- TASK STATEMENT
Please reproduce the listing below word for word, leaving out the pictures.

:: SUPPLIED MATERIAL

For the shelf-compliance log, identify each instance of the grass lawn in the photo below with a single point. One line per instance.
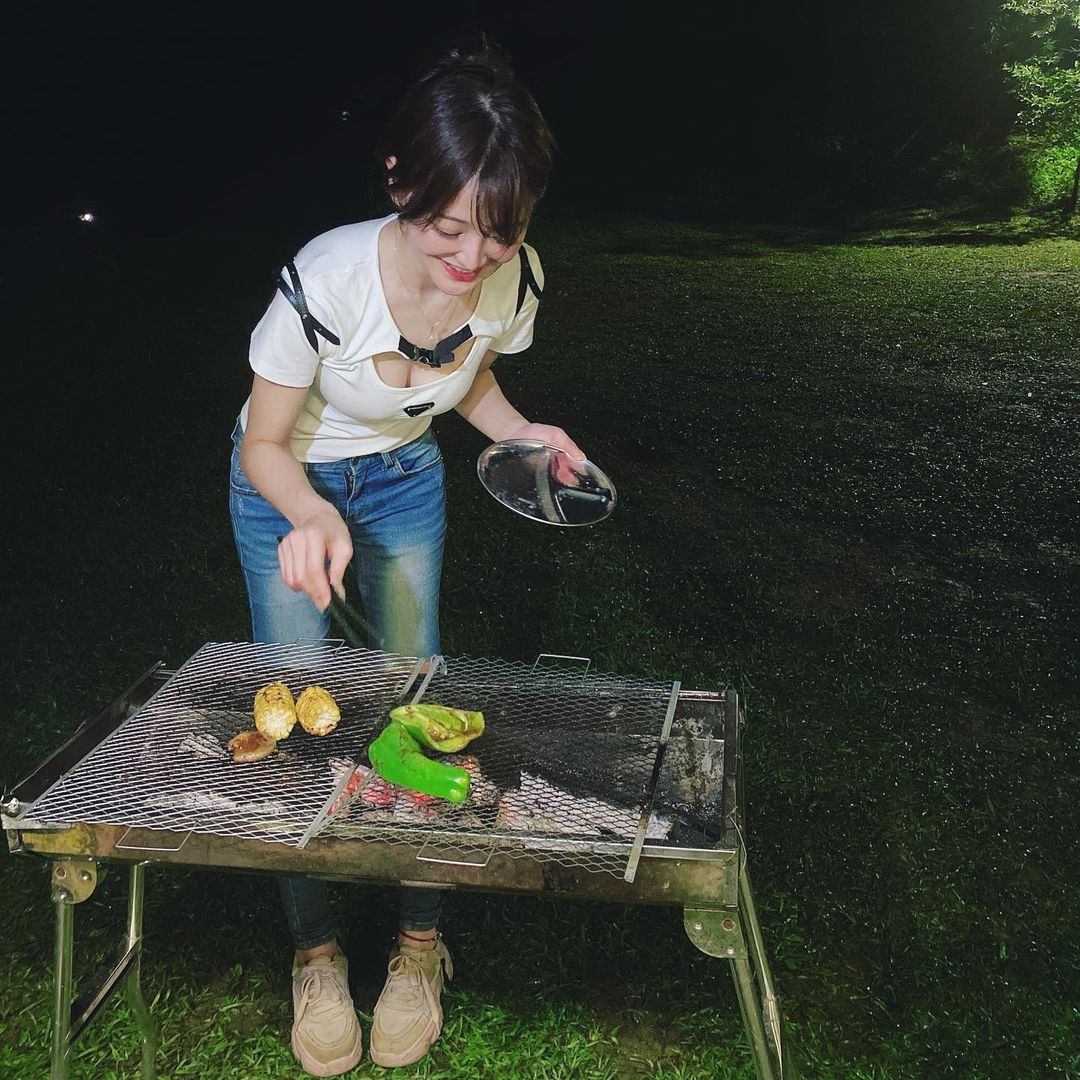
(848, 466)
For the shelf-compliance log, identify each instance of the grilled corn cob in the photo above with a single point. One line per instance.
(439, 727)
(274, 712)
(316, 711)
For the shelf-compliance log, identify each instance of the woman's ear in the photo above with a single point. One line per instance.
(396, 197)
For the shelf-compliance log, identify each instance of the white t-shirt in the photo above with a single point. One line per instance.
(349, 409)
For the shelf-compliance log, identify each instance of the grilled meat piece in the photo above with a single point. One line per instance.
(252, 746)
(316, 711)
(274, 711)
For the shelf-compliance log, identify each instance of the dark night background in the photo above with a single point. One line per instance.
(220, 121)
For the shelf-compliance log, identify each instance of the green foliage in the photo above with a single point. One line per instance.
(1050, 173)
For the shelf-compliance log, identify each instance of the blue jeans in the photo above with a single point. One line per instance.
(394, 504)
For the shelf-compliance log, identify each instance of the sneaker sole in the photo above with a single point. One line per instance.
(335, 1068)
(418, 1050)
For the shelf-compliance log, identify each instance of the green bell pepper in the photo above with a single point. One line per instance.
(439, 727)
(396, 757)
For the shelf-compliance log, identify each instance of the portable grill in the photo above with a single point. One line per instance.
(583, 784)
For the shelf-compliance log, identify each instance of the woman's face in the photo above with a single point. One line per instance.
(453, 250)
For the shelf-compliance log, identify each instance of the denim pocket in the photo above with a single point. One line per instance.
(416, 457)
(238, 482)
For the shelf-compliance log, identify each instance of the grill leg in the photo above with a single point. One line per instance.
(755, 1029)
(147, 1025)
(62, 984)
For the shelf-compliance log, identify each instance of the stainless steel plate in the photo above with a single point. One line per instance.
(544, 483)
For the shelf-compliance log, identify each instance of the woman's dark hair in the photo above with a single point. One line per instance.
(469, 117)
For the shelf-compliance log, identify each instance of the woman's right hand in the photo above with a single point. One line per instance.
(304, 553)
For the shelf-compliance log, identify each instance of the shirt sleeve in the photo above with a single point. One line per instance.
(518, 335)
(280, 350)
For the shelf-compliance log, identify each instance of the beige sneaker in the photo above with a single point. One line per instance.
(408, 1014)
(326, 1039)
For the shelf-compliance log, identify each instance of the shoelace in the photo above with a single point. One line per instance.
(321, 990)
(415, 983)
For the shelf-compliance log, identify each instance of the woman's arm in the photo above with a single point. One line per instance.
(487, 409)
(319, 534)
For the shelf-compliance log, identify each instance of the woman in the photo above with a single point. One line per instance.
(375, 328)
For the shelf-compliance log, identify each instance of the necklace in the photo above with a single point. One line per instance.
(432, 338)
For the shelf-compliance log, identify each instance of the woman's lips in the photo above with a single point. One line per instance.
(459, 274)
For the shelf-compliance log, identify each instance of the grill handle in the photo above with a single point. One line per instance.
(421, 858)
(557, 656)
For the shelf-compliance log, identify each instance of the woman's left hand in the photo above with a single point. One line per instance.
(564, 470)
(553, 436)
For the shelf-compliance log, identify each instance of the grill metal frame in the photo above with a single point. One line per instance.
(704, 874)
(584, 755)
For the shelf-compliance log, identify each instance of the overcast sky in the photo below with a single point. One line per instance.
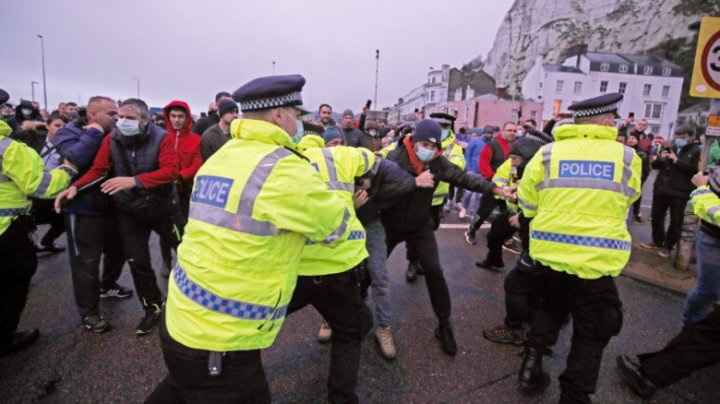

::::

- RESULT OF THIS EXERCISE
For the shelf-compliance log, identify each instance of the grass lawn in the photo below with a single point. One line per instance.
(848, 466)
For the shelf-compliance log, identify each instance of the grilled corn cob in the photo above with a single point. One line per instance.
(439, 727)
(274, 712)
(316, 711)
For the shelf-compliance log, identify each instance of the woman's ear in the photo above with a single point. One line per instance.
(396, 197)
For the shelf-compliance log, identify each instance of the white t-shirt in the photo above with a single point. One line per instance.
(349, 409)
For the shelf-compliance log, identify each instance of the grilled meat piece in the photo above with a single point. One line per instance.
(252, 746)
(316, 711)
(274, 711)
For the shelf-compliance log, identify each instance of the dark night background in the photo above with a single point. One line per instance.
(220, 121)
For the shelf-compliance log, identify each instance of the green foliage in the photo above with a single point. One line per instance.
(1050, 173)
For the shelf-compliance log, identify each instance of the blue jeans in the photo above with a single point. One line per instance.
(394, 504)
For the shelf-compliance log, identify each instance of the sneaker sole in the photo above with a single point. One line per instance.
(335, 1068)
(418, 1050)
For the shelf-compliance log, identify each instance of the green bell pepper in the photo above with a single point. One line per instance.
(439, 727)
(396, 757)
For the shelf-compliance log, identify each instance of the portable grill in the photo above with a single point. One line per instance.
(583, 784)
For the shelf-compliance log, identify each instance of the woman's face in the photo above with a single point. One line per instance.
(453, 250)
For the shelf-compliance log, identify each instance of the denim pocket in the photo above with a single point. One line per instance.
(416, 457)
(238, 482)
For the shelf-compliance log, identify each instance of the grill leg in the photo above with a single point. One line per instance.
(755, 1029)
(147, 1025)
(62, 984)
For the shelf-compliance log, identify each instance of the stainless steel plate in the photo above with a single point. One line per instance.
(544, 483)
For the shelf-compliance log, identify each instance of the woman's dark hair in the photo above with a single point. One line per instance.
(469, 117)
For the shelf-compliance log, identify each instance of the woman's right hand in the photo above with a single point. One line per instance.
(304, 553)
For the shelf-compliance log, identify each instance of the shirt sleeve in the photo above with a single point. One line per instance.
(518, 335)
(280, 350)
For the shelf-compliance log, identify each instance of the beige sneaker in the photo above with a single point. One line per instance.
(408, 1014)
(326, 1039)
For the shelf-compliance log, identify each instance of the shoelace in the photo above with a single point. One line per instance.
(321, 990)
(415, 983)
For the shelf-compliance log, identify each instance of the woman's arm in the photo above with a single point. One line per instance.
(487, 409)
(319, 534)
For the shelf-compliance log, identify each instance of the woman in the photo above with a single point. One line per instance.
(375, 328)
For the shelf-compliance log, identify each instance of the necklace in the photo above with a single point. One line per instance.
(432, 338)
For the shelf-compliance log, identify each instance of the woman's lips in the photo above with a single point. One line per instance.
(459, 274)
For the shelf-compliance log, identify each instance of the grill handle in the photo above with a single point. One line per instance.
(421, 858)
(557, 656)
For the shelf-compliance log, identify each instance of the woman's left hand in the photo above with a single point. One line per instance.
(564, 470)
(553, 436)
For the shelf-compliance log, identify each instance of the grill metal frame in the photo above with a single point. One line per instance.
(704, 874)
(584, 755)
For the shelf-compliance log, identify each instance of the overcast sky in the photo below with a single point. One line per instance.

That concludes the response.